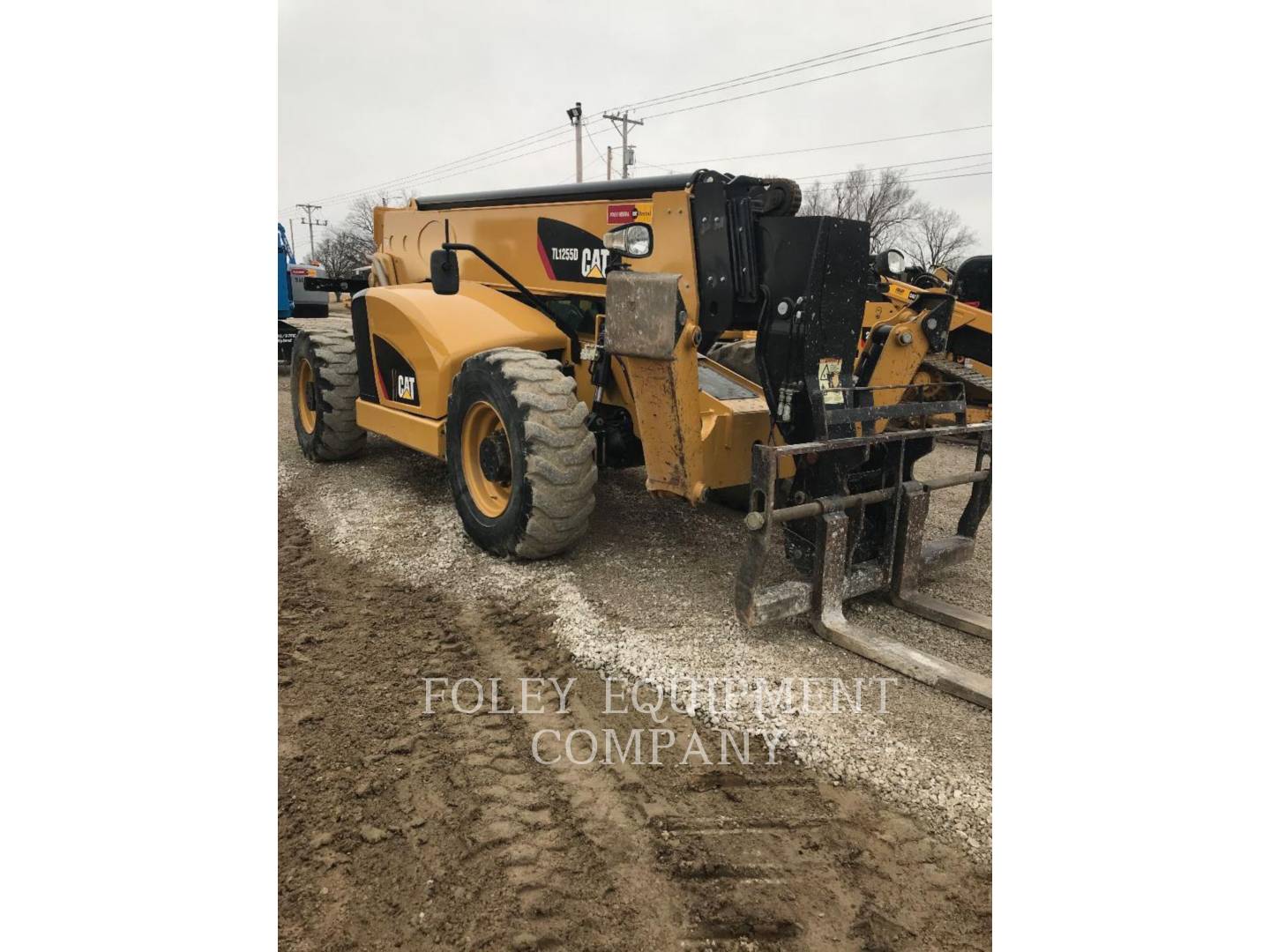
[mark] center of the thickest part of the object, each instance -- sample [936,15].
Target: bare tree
[937,236]
[882,198]
[360,221]
[814,199]
[340,253]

▶ _What the task asks_:
Reproduce the entries with every "bare tree" changed to "leafless tree" and everything else left untouched. Omit the pictures.

▶ _Expected answer_:
[mark] center of the thickest part of the object, each instance -- sample [936,15].
Target: leafless tree
[937,236]
[882,198]
[360,221]
[814,199]
[340,253]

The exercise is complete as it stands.